*COMPLETE THE FOLLOWING:*
• 1. Retype the part of the consultancy article starting with "Starting a Consultancy: Should" and going on through "resources and clients.", matching the original word for word.
• 2. In the article on moving into consultancy, condense the paragraph that begins "In a concurrent education session" into one shorter sentence that keeps its main facts.
• 3. Proceed with the article about solution providers becoming consultancies, picking up after its final sentence.

*PAGE EXCERPT:*
────────────────

Starting a Consultancy: Should I Charge for Phone Calls?

Channel Partners panel

CHANNEL PARTNERS EVOLUTION — Solution providers who want to rebrand into a consultancy need to take a hard look at their resources and clients.

“I think the biggest thing that we wanted is knowing a lot about your partner – as much as you can – and finding out early if they’re willing to spend money,” said Shane Stark, director of vendor relations at Carrier Access. “If you’re going to lose, you definitely want to lose early and get out of there and not spend a bunch of time trying to keep chasing and chasing and chasing.”

In a concurrent education session at Channel Partners Evolution on Monday, Stark discussed the pros and cons of moving to a consultancy. Joining him were David DeCamillis, vice president of sales and marketing at Platte River Networks, and Atrion Senior Vice President Paul Cronin.

The three agreed that one of the biggest changes switching to consultancy brings to companies and their sales teams is beginning to charge clients for phone conversations.

────────────────

*GIVEN ENTRIES:*

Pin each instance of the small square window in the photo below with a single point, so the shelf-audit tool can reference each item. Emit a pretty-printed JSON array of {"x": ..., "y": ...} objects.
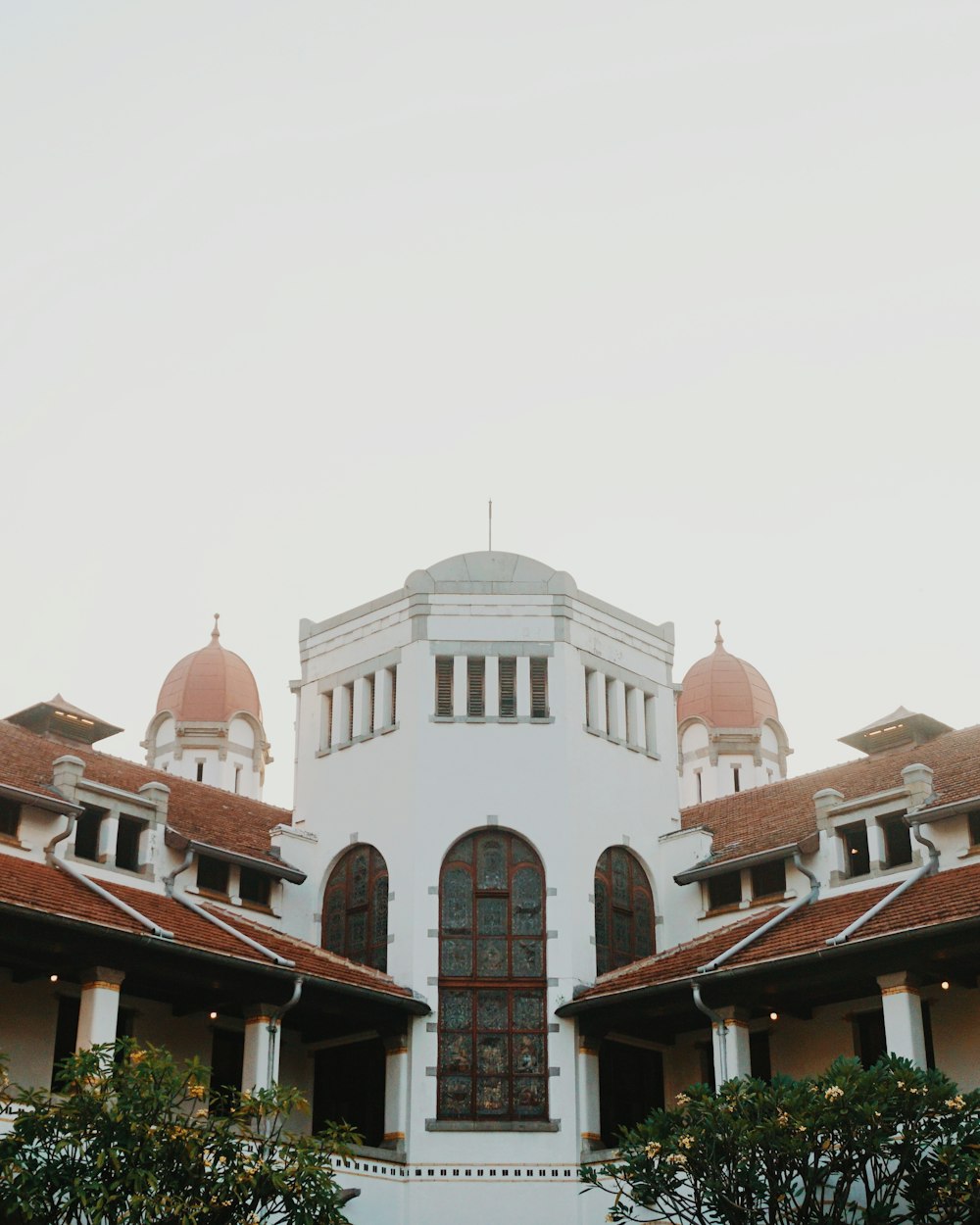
[
  {"x": 897, "y": 842},
  {"x": 724, "y": 891},
  {"x": 769, "y": 880},
  {"x": 212, "y": 875},
  {"x": 127, "y": 843},
  {"x": 254, "y": 887},
  {"x": 10, "y": 817},
  {"x": 857, "y": 858}
]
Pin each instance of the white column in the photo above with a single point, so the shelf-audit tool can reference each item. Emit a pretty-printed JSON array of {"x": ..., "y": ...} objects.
[
  {"x": 616, "y": 710},
  {"x": 98, "y": 1012},
  {"x": 902, "y": 1004},
  {"x": 637, "y": 719},
  {"x": 597, "y": 701},
  {"x": 734, "y": 1034},
  {"x": 587, "y": 1082},
  {"x": 255, "y": 1071},
  {"x": 523, "y": 687},
  {"x": 396, "y": 1093},
  {"x": 650, "y": 721},
  {"x": 362, "y": 706},
  {"x": 491, "y": 687},
  {"x": 341, "y": 714},
  {"x": 382, "y": 699}
]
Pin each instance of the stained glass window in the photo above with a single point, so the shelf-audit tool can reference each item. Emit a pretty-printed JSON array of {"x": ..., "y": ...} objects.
[
  {"x": 356, "y": 907},
  {"x": 493, "y": 1034},
  {"x": 623, "y": 910}
]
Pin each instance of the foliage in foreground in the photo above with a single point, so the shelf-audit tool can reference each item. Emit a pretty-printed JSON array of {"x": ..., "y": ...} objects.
[
  {"x": 128, "y": 1141},
  {"x": 854, "y": 1147}
]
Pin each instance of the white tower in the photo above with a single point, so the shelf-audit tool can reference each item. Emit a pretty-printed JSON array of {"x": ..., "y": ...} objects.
[
  {"x": 209, "y": 721},
  {"x": 729, "y": 735}
]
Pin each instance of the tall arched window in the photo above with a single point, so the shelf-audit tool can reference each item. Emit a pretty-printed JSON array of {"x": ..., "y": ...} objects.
[
  {"x": 356, "y": 906},
  {"x": 623, "y": 910},
  {"x": 493, "y": 1049}
]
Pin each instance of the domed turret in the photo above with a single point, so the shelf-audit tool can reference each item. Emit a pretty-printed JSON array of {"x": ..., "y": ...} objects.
[
  {"x": 209, "y": 721},
  {"x": 729, "y": 735}
]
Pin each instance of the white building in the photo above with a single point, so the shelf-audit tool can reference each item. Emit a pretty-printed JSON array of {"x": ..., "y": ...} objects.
[{"x": 488, "y": 934}]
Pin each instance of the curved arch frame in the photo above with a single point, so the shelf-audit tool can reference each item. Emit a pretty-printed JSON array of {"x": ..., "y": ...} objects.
[
  {"x": 493, "y": 985},
  {"x": 625, "y": 911},
  {"x": 356, "y": 906}
]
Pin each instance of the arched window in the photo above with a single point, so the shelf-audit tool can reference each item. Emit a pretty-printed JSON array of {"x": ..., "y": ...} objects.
[
  {"x": 356, "y": 907},
  {"x": 493, "y": 1049},
  {"x": 623, "y": 910}
]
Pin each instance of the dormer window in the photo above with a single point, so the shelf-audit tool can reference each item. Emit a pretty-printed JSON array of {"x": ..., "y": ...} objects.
[
  {"x": 857, "y": 857},
  {"x": 897, "y": 842},
  {"x": 10, "y": 817},
  {"x": 212, "y": 875}
]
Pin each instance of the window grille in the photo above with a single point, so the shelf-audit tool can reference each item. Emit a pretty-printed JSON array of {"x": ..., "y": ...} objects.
[
  {"x": 475, "y": 686},
  {"x": 493, "y": 1022},
  {"x": 356, "y": 907},
  {"x": 444, "y": 686},
  {"x": 539, "y": 689},
  {"x": 508, "y": 681},
  {"x": 623, "y": 910}
]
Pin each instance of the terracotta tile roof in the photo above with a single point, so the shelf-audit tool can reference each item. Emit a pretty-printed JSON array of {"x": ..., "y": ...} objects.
[
  {"x": 32, "y": 886},
  {"x": 783, "y": 812},
  {"x": 202, "y": 812},
  {"x": 947, "y": 897}
]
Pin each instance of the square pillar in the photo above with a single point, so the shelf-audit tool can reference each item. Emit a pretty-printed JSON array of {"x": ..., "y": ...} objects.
[
  {"x": 255, "y": 1059},
  {"x": 491, "y": 687},
  {"x": 396, "y": 1093},
  {"x": 523, "y": 687},
  {"x": 460, "y": 686},
  {"x": 902, "y": 1004},
  {"x": 98, "y": 1010},
  {"x": 636, "y": 718},
  {"x": 616, "y": 699},
  {"x": 382, "y": 699},
  {"x": 587, "y": 1083},
  {"x": 731, "y": 1035}
]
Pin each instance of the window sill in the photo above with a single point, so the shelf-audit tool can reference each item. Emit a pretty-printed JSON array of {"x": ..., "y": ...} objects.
[{"x": 493, "y": 1125}]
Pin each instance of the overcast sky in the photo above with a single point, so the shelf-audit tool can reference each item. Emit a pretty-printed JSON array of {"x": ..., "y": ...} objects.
[{"x": 690, "y": 289}]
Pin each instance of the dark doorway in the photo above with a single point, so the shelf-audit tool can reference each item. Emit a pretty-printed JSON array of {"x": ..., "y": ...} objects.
[
  {"x": 349, "y": 1087},
  {"x": 631, "y": 1084}
]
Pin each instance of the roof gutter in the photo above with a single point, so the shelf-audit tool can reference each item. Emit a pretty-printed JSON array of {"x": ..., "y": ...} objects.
[
  {"x": 168, "y": 883},
  {"x": 69, "y": 870},
  {"x": 927, "y": 868},
  {"x": 769, "y": 924}
]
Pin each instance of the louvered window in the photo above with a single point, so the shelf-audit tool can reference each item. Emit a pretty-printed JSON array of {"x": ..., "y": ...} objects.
[
  {"x": 539, "y": 689},
  {"x": 475, "y": 685},
  {"x": 444, "y": 686},
  {"x": 623, "y": 910},
  {"x": 356, "y": 907},
  {"x": 508, "y": 676}
]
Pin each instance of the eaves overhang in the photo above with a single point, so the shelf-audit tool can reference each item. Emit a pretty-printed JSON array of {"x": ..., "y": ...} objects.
[{"x": 852, "y": 951}]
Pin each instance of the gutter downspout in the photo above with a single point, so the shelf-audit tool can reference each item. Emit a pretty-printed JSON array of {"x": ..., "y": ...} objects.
[
  {"x": 168, "y": 883},
  {"x": 69, "y": 870},
  {"x": 720, "y": 1029},
  {"x": 926, "y": 868},
  {"x": 770, "y": 922}
]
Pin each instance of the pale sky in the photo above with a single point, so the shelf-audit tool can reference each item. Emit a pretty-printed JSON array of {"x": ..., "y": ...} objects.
[{"x": 289, "y": 289}]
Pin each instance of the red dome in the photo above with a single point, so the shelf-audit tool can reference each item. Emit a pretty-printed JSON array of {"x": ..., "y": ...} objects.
[
  {"x": 726, "y": 692},
  {"x": 210, "y": 685}
]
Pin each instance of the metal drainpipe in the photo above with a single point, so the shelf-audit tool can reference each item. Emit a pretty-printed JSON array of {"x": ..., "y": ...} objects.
[
  {"x": 924, "y": 870},
  {"x": 718, "y": 1020},
  {"x": 274, "y": 1022}
]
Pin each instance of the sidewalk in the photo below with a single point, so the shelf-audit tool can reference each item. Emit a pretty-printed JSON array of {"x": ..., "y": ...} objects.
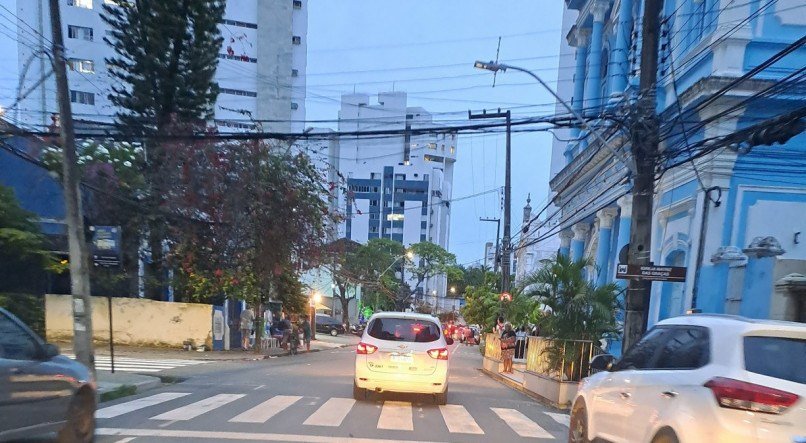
[
  {"x": 322, "y": 342},
  {"x": 108, "y": 382},
  {"x": 119, "y": 384}
]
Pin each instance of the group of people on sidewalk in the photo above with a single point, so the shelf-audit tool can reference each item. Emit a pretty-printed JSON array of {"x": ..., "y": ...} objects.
[{"x": 283, "y": 329}]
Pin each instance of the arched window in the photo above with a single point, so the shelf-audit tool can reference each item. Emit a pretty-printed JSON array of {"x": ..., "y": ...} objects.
[{"x": 604, "y": 71}]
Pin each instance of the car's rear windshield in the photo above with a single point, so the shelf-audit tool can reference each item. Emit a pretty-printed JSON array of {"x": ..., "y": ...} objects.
[
  {"x": 404, "y": 329},
  {"x": 778, "y": 357}
]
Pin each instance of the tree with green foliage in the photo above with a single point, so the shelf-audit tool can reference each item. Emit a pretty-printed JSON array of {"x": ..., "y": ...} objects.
[
  {"x": 575, "y": 308},
  {"x": 482, "y": 306},
  {"x": 112, "y": 175},
  {"x": 24, "y": 256},
  {"x": 429, "y": 261},
  {"x": 25, "y": 262},
  {"x": 166, "y": 55},
  {"x": 571, "y": 307}
]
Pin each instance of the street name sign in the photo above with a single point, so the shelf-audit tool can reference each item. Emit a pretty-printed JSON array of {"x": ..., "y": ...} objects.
[{"x": 651, "y": 273}]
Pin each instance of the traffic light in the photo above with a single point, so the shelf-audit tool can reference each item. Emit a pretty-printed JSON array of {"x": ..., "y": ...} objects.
[{"x": 779, "y": 132}]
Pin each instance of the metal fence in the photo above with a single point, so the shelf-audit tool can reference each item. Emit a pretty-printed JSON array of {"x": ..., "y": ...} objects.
[
  {"x": 564, "y": 360},
  {"x": 492, "y": 346}
]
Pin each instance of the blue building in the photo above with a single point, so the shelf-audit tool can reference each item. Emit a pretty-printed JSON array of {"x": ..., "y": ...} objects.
[{"x": 748, "y": 208}]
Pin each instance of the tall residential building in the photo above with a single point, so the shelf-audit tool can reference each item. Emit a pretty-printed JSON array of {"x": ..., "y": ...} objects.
[
  {"x": 261, "y": 71},
  {"x": 399, "y": 182}
]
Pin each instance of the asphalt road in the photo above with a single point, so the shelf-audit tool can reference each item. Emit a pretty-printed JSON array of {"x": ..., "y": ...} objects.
[{"x": 308, "y": 397}]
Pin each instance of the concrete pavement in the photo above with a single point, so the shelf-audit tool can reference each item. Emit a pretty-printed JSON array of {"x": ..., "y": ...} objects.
[
  {"x": 142, "y": 367},
  {"x": 308, "y": 397}
]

────────────────

*ANSWER SET:*
• 1.
Starting a Consultancy: Should I Charge for Phone Calls?

Channel Partners panel

CHANNEL PARTNERS EVOLUTION — Solution providers who want to rebrand into a consultancy need to take a hard look at their resources and clients.

• 2. At a concurrent education session at Channel Partners Evolution on Monday, Shane Stark discussed the pros and cons of becoming a consultancy with David DeCamillis, vice president of sales and marketing at Platte River Networks, and Atrion Senior Vice President Paul Cronin.

• 3.
DeCamillis said “there are are no cons” to charging, as it helps to weed out uncommitted clients and establish you as the “trusted adviser.”{ad}

“If you go to your doctor, a surgeon, a medical expert, you’re expecting them to charge you for the test and to figure out what’s wrong with you and get their advice. Well, the same thing applies to technology and telecom. To give that away, it’s a disservice. It devalues your product and your services.”

And he said requiring clients to invest monetarily in a phone call actually increases sales long term and makes the client more “sticky.”

DeCamillis said the process of adding a consultancy practice begins with examining your engineers and their skills and interests. He said it’s also important to form relationships with vendors that can help fund training and certifications.

Cronin said one must listen to the “voice of the client,” which, as he put it, is in a confusing position right now with all of the increased complexity of technology.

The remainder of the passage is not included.